(Items listed in a dataset)
# # #

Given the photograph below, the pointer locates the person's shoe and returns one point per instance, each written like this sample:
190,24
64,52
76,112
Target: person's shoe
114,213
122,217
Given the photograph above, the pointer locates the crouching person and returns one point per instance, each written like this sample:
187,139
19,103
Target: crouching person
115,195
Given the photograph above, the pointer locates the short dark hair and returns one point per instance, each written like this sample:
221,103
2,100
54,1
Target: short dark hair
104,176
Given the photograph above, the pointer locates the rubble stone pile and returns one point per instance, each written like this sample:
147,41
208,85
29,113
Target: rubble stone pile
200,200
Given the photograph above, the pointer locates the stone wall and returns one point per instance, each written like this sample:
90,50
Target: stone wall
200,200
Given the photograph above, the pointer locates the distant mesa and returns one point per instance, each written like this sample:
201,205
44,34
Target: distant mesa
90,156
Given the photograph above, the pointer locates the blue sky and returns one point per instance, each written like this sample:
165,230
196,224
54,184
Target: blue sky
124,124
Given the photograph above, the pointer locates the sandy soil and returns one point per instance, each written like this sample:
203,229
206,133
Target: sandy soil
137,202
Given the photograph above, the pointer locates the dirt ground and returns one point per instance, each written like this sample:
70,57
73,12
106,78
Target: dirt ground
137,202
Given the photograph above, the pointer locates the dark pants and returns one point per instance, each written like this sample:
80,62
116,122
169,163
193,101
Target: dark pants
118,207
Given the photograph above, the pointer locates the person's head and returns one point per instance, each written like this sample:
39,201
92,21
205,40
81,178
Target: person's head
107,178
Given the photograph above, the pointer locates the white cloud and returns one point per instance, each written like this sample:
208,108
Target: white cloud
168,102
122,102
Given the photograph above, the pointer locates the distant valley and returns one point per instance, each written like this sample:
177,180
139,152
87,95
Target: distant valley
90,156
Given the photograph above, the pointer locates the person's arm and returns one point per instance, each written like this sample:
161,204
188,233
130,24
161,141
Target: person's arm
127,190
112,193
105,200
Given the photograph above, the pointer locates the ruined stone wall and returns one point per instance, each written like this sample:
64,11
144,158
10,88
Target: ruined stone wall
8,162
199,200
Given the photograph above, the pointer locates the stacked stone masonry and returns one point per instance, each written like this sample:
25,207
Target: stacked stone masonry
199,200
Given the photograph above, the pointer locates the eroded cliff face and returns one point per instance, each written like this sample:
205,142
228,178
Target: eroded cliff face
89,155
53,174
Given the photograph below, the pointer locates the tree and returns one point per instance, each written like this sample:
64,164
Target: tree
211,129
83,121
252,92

# # #

**Goal**
Rewrite the lines starting at the one that contains "Given the photograph above, the pointer locates the white" and ending at the last line, keeping every line. Multiply each answer coordinate by 1.3 and round it to a whole number, rounding halves up, and leave every other number unchanged.

**Completed task**
Given the photograph above, the pointer locates the white cloud and returns one point per instance, each written like this sample:
208,108
Target: white cloud
218,133
159,133
Given the photograph above, the pointer locates the distant valley and returns one point per instance, each written like this sample:
177,180
139,152
87,95
Target: distant valley
117,203
Given the photograph above, the pointer locates the person's arm and returns one point per instance, each written like this sample:
161,204
188,233
130,24
161,141
Target: person's arm
165,247
146,251
137,260
Given the photograph above, the pointer locates the ruined stone wall and returns one point per instance, each written like this sample:
64,11
144,158
10,88
Target: ruined stone wall
10,211
259,260
Given the photograph above, the pointer locates the stacked stone masonry and returns one point per instance, each written like this sample:
25,207
Target: stacked stone masonry
259,260
Given the photograph above, the pointer locates the eroded cliff face and returns one point per instance, each written like this sample:
205,142
228,178
Target: eroded cliff face
116,202
69,226
Given the photograph below, the pointer locates the tree and returns one point per instance, each written like this sample:
64,164
Target: tree
274,168
108,157
328,120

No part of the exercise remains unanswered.